----- 抜粋本文 -----
図2】本実施形態に係る走行制御装置が適用される走行シーンの一例を示す図。
図3】本発明の実施形態に係る走行制御装置の要部構成を示すブロック図。
図4A】捕捉領域を説明するための図。
図4B】捕捉領域を説明するための図。
図5】予め定められたプログラムに従い図3のコントローラで実行される処理の一例を示すフローチャート。
図6】本実施形態に係る走行制御装置の動作の一例を説明するための図。
図7】本実施形態に係る走行制御装置の動作の他の例を説明するための図。
図8】本実施形態に係る走行制御装置の動作の他の例を説明するための図。
図9】本実施形態に係る走行制御装置の動作の他の例を説明するための図。
図10】本実施形態に係る走行制御装置の動作の他の例を説明するための図。
図11】捕捉領域のオフセットを説明するための図。
【発明を実施するための形態】
【0008】
以下、図1図11を参照して本発明の実施形態について説明する。本発明の実施形態に係る走行制御装置は、自動運転機能を有する車両、すなわち自動運転車両に適用することができる。なお、本実施形態に係る走行制御装置が適用される車両を、他車両と区別して自車両と呼ぶことがある。自車両は、内燃機関(エンジン)を走行駆動源として有するエンジン車両、走行モータを走行駆動源として有する電気自動車、エンジンと走行モータとを走行駆動源として有するハイブリッド車両のいずれであってもよい。自車両は、ドライバによる運転操作が不要な自動運転モードでの走行だけでなく、ドライバの運転操作による手動運転モードでの走行も可能である。
【0009】
まず、自動運転に係る概略構成について説明する。図1は、本発明の実施形態に係る走行制御装置を有する車両制御システム100の全体構成を概略的に示すブロック図である。図1に示すように、車両制御システム100は、コントローラ10と、コントローラ10にそれぞれ通信可能に接続された外部センサ群1と、内部センサ群2と、入出力装置3と、測位ユニット4と、地図データベース5と、ナビゲーション装置6と、通信ユニット7と、走行用のアクチュエータACとを主に有する。
【0010】
外部センサ群1は、自車両の周辺情報である外部状況を検出する複数のセンサ(外部センサ)の総称である。例えば外部センサ群1には、自車両の全方位の照射光に対する散乱光を測定して自車両から周辺の障害物までの距離を測定するライダ、電磁波を照射し反射波を検出することで自車両の周辺の他車両や障害物等を検出するレーダ、自車両に搭載され、CCDやCMOS等の撮像素子を有して自車両の周辺(前方、後方および側方)を撮像するカメラなどが含まれる。
----- データ部分 -----
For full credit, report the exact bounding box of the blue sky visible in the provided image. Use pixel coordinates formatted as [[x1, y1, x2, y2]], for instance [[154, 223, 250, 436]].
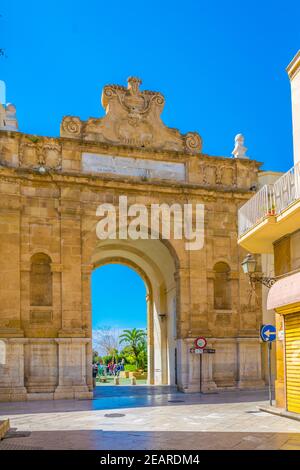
-----
記述課題 1 | 抜粋本文で、外部センサ群1に含まれる例として挙げられているセンサをすべて書き出せ。
記述課題 2 | 抜粋本文の「図2】本実施形態に係る走行制御装置が適用される走行シーンの一例を示す図。」から「図8】本実施形態に係る走行制御装置の動作の他の例を説明するための図。」までを、その語も含めて書き写し、その際「走行制御装置」を「運転支援装置」に差し替えよ。
記述課題 3 | 抜粋本文によると、自車両はどの運転モードで走行できるか。

課題の解答 1 | ライダ、レーダ、カメラ

課題の解答 2 |
図2】本実施形態に係る運転支援装置が適用される走行シーンの一例を示す図。
図3】本発明の実施形態に係る運転支援装置の要部構成を示すブロック図。
図4A】捕捉領域を説明するための図。
図4B】捕捉領域を説明するための図。
図5】予め定められたプログラムに従い図3のコントローラで実行される処理の一例を示すフローチャート。
図6】本実施形態に係る運転支援装置の動作の一例を説明するための図。
図7】本実施形態に係る運転支援装置の動作の他の例を説明するための図。
図8】本実施形態に係る運転支援装置の動作の他の例を説明するための図。

課題の解答 3 | ドライバの運転操作が不要な自動運転モードと、ドライバの運転操作による手動運転モードの両方で走行できる。